BRIEF>
List each line below that contains the word "blurred".

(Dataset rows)
____

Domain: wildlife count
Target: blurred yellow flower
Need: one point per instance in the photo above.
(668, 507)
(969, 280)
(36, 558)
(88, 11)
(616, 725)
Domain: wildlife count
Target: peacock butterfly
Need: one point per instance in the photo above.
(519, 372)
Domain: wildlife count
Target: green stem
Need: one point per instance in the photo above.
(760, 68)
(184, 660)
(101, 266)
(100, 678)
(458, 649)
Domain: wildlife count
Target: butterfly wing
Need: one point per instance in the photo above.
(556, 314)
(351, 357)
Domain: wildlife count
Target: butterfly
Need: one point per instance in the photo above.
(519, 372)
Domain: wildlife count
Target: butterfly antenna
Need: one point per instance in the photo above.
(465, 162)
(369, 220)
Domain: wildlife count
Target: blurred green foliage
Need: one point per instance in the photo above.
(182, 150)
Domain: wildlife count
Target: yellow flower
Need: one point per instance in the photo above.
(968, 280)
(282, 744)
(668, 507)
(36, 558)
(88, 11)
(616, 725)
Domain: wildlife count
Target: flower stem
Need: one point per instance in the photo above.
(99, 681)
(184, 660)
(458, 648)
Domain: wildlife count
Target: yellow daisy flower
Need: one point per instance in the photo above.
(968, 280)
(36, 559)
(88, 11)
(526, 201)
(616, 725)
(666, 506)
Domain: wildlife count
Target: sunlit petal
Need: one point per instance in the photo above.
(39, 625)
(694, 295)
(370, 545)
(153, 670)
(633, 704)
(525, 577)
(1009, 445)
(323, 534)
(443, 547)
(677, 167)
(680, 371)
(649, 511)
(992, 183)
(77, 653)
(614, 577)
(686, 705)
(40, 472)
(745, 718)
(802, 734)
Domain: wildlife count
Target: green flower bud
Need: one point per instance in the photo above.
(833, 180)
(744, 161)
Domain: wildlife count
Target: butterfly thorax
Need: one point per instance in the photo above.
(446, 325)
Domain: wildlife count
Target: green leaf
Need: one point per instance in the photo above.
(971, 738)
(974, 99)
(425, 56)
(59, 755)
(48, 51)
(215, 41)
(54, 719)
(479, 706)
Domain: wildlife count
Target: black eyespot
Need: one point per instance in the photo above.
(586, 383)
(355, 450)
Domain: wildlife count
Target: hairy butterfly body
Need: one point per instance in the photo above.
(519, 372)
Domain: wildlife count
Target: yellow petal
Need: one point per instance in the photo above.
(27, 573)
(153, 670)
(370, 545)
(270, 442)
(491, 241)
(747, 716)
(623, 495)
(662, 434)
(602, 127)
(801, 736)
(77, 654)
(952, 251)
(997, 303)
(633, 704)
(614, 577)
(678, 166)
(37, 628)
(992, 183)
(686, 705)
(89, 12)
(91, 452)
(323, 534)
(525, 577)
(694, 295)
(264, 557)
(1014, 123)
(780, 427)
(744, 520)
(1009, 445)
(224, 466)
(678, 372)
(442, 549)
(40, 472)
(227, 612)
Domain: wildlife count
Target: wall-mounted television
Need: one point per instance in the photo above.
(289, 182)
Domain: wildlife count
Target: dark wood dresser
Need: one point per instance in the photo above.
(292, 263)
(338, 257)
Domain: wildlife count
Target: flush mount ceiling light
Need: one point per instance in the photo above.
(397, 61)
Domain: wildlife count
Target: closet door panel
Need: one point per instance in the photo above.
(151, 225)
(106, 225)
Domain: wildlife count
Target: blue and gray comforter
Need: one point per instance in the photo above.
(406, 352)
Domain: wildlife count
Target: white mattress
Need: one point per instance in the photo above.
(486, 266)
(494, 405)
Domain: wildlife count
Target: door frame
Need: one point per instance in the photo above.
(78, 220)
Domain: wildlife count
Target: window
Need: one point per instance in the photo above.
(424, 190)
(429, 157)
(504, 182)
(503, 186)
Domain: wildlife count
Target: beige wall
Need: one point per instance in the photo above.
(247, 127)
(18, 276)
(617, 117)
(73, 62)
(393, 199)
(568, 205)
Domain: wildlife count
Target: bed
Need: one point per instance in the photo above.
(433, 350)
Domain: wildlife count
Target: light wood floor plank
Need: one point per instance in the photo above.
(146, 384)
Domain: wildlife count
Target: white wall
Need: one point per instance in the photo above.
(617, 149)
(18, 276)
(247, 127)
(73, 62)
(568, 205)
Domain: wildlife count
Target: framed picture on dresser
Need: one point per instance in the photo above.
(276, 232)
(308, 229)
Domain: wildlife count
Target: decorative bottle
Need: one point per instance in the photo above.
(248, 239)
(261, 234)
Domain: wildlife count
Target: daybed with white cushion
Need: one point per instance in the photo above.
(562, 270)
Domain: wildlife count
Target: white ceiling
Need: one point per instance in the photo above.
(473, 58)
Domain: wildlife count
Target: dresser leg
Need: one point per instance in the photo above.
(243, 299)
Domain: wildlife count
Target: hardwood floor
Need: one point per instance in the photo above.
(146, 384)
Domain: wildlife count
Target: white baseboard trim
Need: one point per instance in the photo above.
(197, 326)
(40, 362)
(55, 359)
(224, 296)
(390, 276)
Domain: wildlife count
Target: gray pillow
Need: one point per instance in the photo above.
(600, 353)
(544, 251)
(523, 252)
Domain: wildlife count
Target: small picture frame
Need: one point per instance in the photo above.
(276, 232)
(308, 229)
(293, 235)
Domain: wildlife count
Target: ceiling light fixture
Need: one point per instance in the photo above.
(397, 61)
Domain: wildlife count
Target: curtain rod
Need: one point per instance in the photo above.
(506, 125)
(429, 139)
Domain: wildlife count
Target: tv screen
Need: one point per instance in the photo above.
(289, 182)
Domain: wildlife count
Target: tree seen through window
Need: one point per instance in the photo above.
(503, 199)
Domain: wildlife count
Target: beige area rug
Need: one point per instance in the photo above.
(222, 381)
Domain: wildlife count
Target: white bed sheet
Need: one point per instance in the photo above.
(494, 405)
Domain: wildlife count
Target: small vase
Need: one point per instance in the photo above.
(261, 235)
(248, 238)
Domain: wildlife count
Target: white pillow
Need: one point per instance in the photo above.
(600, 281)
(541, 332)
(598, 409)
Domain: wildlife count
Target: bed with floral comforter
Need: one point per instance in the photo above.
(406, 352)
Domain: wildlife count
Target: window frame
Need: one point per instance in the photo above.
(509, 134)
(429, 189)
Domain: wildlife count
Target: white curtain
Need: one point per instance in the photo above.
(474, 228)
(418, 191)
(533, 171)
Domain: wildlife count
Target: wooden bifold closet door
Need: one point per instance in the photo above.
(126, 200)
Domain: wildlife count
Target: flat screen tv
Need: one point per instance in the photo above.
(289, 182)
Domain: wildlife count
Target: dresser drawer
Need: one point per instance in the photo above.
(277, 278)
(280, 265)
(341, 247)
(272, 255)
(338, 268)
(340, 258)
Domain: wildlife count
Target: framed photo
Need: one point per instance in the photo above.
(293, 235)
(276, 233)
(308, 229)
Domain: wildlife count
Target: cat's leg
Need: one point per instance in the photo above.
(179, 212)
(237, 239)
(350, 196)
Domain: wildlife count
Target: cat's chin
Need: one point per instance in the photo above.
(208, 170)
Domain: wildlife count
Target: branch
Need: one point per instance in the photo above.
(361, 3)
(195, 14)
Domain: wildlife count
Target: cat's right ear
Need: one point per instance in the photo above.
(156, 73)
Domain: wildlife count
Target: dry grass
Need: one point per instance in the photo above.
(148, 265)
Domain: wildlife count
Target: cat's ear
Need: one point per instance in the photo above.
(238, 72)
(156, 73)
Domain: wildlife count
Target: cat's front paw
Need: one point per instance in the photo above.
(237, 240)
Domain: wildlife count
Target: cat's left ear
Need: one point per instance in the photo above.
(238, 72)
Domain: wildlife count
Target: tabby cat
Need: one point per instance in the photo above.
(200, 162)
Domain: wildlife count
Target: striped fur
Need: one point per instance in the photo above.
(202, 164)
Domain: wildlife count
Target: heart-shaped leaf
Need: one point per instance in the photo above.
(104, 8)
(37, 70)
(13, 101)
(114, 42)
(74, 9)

____

PROBLEM SOLUTION>
Target: blurred yellow flower
Target: blurred green foliage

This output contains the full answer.